**Required work**
How many lines in the records below contain the word "every"? Reply with the number alone.

**Input**
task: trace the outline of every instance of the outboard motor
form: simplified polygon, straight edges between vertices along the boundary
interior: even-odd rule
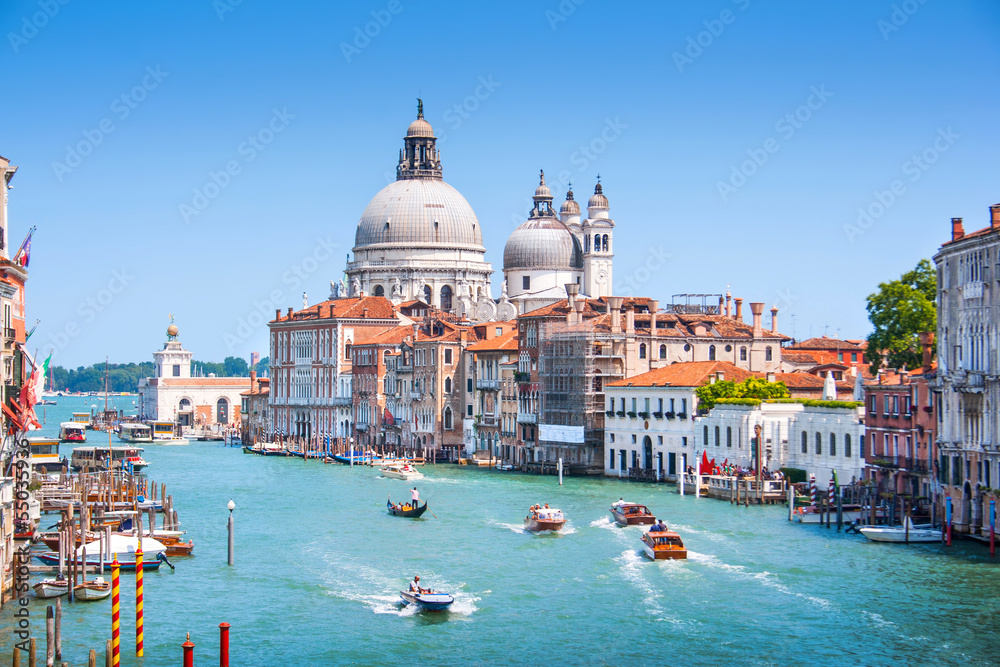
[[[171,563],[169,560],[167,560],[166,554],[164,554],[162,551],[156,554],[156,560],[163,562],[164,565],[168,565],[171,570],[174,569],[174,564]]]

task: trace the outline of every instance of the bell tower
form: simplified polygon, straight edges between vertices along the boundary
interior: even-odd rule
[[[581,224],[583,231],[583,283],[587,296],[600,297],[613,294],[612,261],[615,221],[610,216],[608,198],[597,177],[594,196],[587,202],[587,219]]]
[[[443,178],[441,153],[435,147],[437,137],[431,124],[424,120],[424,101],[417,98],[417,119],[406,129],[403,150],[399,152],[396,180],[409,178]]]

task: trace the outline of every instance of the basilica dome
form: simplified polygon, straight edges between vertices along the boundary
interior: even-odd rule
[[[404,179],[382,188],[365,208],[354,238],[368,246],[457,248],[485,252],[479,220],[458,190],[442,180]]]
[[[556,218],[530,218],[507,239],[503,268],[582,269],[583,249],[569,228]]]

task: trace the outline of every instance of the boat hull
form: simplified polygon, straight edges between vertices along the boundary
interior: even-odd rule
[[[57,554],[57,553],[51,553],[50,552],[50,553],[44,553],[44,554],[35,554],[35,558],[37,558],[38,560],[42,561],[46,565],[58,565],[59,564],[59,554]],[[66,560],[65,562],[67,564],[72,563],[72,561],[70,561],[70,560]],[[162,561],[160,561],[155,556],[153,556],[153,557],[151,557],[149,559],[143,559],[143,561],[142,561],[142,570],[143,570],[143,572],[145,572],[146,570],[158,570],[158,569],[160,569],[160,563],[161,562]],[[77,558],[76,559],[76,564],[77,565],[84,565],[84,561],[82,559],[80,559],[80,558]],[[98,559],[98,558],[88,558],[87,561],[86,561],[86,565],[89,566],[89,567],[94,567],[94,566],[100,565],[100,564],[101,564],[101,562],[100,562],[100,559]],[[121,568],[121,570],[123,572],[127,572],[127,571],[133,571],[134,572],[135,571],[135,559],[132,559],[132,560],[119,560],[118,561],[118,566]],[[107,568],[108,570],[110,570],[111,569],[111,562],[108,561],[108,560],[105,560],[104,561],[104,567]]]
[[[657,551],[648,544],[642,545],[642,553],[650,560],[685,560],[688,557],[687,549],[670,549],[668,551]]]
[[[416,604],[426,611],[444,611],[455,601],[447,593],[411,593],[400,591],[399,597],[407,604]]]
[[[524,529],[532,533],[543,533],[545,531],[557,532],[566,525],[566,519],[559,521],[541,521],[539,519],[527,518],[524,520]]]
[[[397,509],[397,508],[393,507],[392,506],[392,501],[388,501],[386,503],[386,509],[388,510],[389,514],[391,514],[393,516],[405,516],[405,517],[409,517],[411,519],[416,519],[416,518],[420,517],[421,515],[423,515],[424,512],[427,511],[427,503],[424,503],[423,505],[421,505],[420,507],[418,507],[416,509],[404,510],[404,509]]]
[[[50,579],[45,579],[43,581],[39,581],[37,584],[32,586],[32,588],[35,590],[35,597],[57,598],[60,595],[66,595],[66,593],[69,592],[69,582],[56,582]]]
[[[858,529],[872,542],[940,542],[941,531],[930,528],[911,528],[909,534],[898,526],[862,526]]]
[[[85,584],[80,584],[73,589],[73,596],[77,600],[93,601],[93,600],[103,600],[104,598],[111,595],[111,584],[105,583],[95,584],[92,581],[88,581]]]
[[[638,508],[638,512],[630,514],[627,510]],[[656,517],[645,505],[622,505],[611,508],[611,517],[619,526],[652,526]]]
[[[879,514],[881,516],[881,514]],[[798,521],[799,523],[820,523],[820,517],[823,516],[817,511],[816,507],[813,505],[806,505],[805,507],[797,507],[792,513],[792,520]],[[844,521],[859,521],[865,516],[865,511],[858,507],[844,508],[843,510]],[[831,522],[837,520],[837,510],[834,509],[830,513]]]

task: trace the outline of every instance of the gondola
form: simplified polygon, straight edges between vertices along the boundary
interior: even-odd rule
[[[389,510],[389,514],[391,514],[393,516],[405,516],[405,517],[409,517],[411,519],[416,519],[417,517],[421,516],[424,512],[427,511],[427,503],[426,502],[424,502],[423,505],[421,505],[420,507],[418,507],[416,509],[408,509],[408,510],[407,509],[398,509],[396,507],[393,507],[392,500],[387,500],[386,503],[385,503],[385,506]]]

==

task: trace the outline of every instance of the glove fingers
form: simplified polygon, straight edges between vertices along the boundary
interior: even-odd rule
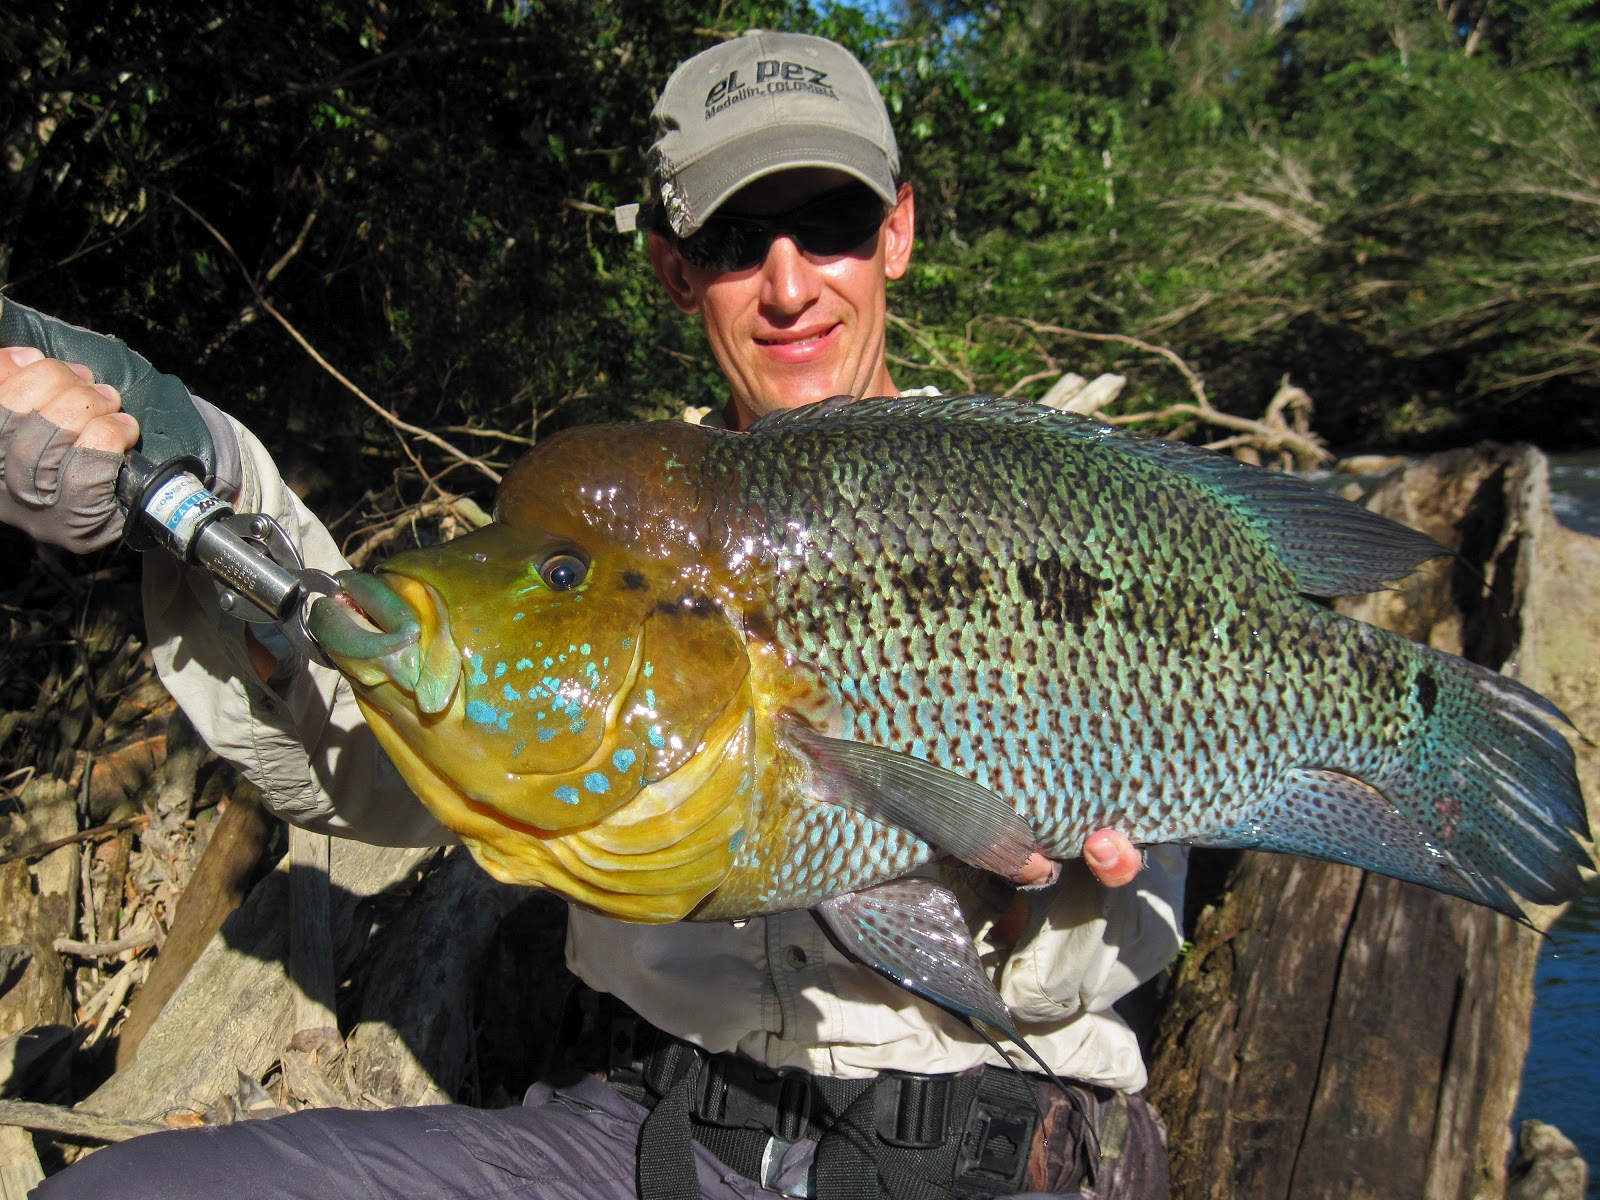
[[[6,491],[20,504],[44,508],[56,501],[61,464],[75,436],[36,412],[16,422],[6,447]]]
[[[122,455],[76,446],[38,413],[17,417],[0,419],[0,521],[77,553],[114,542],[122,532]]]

**Final answer**
6